▶ _Directive_
Pull out every line below that contains the string "jacket", copying each one in full. The match is case-sensitive.

▬▬▬

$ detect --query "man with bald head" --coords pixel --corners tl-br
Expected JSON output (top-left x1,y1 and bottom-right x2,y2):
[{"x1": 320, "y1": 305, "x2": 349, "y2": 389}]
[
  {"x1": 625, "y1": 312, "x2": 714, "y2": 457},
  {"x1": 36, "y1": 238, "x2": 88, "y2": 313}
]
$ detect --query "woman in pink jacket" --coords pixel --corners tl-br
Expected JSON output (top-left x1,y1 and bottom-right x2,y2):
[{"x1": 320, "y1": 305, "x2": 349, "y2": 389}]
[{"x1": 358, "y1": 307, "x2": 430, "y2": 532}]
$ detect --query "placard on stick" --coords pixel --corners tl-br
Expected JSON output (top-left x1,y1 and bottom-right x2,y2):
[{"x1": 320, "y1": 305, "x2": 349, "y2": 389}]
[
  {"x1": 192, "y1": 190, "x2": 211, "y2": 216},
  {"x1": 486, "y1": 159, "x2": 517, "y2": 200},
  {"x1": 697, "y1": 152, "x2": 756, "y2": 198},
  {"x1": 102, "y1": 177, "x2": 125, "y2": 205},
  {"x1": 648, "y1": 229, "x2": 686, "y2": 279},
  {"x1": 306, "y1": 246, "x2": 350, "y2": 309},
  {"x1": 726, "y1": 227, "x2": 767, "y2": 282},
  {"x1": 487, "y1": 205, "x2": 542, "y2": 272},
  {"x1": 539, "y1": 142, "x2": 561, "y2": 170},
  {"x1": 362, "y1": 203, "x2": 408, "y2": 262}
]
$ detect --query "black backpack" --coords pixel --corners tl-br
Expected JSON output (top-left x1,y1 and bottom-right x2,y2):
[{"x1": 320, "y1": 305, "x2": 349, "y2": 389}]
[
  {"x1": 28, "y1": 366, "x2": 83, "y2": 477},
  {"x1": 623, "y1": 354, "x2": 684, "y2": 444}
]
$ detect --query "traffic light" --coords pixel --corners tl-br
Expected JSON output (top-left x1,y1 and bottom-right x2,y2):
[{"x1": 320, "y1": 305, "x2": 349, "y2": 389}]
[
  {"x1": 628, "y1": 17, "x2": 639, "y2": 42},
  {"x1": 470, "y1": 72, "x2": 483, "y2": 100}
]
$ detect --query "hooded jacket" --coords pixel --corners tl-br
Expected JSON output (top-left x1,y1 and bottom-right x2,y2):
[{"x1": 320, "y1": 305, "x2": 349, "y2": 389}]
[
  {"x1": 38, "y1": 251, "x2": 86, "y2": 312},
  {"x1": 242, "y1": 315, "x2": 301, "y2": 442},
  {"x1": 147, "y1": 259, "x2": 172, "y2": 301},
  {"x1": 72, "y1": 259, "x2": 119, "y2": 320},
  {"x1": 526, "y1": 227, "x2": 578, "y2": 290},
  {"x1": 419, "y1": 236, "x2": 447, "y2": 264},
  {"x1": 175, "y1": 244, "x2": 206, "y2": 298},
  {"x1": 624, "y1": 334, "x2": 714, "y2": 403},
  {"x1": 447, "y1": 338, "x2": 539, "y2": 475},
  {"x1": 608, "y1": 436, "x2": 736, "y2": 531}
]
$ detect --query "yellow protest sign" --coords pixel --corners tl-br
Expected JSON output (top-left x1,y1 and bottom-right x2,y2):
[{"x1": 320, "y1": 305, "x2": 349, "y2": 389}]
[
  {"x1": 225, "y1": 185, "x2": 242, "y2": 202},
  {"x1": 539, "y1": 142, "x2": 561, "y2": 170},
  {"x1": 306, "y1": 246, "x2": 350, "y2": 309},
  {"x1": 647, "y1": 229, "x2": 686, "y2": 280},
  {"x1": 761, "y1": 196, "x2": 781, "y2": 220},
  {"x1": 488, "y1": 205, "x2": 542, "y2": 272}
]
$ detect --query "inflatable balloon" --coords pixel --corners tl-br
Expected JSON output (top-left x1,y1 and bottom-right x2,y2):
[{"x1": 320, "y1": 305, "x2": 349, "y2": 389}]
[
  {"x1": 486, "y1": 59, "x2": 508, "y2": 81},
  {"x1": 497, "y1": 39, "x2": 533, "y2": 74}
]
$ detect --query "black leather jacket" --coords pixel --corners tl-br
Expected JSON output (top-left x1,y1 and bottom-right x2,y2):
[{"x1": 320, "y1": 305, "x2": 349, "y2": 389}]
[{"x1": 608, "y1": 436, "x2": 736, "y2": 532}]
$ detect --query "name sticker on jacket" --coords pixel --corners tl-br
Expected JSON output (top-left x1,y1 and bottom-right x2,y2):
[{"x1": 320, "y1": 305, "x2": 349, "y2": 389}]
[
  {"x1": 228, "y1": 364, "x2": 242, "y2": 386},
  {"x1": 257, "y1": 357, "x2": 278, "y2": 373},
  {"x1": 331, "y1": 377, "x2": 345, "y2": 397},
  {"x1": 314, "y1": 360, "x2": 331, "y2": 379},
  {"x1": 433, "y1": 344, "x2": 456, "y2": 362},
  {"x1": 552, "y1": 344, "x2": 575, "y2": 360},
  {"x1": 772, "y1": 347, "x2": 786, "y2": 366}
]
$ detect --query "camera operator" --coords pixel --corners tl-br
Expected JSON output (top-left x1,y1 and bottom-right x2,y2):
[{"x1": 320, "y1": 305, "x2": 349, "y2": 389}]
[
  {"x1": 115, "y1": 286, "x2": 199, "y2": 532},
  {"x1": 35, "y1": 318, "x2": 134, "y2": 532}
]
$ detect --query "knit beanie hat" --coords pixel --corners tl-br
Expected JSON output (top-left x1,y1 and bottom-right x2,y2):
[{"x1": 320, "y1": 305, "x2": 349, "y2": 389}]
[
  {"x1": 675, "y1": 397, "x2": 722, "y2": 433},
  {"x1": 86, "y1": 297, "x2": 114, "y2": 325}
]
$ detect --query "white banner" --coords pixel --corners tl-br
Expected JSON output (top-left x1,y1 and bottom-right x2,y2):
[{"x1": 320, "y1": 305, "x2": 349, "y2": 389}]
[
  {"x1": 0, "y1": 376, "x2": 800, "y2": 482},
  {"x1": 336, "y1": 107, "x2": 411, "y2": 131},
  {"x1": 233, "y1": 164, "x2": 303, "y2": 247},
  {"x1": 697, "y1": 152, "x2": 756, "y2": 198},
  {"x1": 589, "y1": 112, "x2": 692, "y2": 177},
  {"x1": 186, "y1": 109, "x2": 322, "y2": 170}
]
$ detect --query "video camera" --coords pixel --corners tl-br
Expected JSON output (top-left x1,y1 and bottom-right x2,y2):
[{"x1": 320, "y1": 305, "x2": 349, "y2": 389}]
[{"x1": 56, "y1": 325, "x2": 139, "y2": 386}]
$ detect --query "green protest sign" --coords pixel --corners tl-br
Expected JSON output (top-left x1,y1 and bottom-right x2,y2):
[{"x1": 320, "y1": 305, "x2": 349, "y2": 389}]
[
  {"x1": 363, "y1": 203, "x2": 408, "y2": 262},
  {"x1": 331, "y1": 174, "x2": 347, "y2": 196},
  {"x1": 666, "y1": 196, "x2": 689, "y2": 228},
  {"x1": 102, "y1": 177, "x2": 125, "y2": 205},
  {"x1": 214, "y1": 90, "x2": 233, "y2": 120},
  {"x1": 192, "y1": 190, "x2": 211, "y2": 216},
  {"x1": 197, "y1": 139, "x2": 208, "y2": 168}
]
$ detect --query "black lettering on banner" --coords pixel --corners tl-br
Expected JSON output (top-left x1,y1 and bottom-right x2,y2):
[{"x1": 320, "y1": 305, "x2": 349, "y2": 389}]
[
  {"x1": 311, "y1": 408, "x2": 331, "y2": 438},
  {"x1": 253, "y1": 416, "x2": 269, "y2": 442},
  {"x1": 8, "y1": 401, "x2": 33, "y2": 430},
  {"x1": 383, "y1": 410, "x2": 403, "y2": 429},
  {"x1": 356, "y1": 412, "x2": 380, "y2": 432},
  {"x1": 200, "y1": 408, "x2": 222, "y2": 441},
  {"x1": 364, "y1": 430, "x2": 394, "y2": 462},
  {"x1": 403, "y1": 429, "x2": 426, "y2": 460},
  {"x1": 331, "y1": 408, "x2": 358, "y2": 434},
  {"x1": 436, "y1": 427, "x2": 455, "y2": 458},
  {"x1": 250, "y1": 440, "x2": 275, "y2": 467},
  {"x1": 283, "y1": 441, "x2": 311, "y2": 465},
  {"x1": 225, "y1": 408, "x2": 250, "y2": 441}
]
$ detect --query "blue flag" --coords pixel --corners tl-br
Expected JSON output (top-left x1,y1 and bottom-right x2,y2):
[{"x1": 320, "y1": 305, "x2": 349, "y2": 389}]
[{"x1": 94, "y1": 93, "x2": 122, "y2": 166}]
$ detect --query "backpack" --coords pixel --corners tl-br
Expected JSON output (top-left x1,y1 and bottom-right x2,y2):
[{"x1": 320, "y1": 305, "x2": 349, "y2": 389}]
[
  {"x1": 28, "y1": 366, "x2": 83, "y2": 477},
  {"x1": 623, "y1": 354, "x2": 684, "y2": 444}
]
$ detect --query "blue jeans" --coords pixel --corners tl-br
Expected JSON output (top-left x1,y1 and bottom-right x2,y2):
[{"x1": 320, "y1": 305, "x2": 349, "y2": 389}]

▬▬▬

▶ _Result below_
$ detect --query "woman in pink jacket" --coords pixel --corners tl-br
$ detect --query "hooded jacket" --coords pixel --corners tl-br
$ detect --query "black leather jacket" --coords pixel --corners tl-br
$ detect --query "name sticker on jacket" --coords pixel --corners tl-br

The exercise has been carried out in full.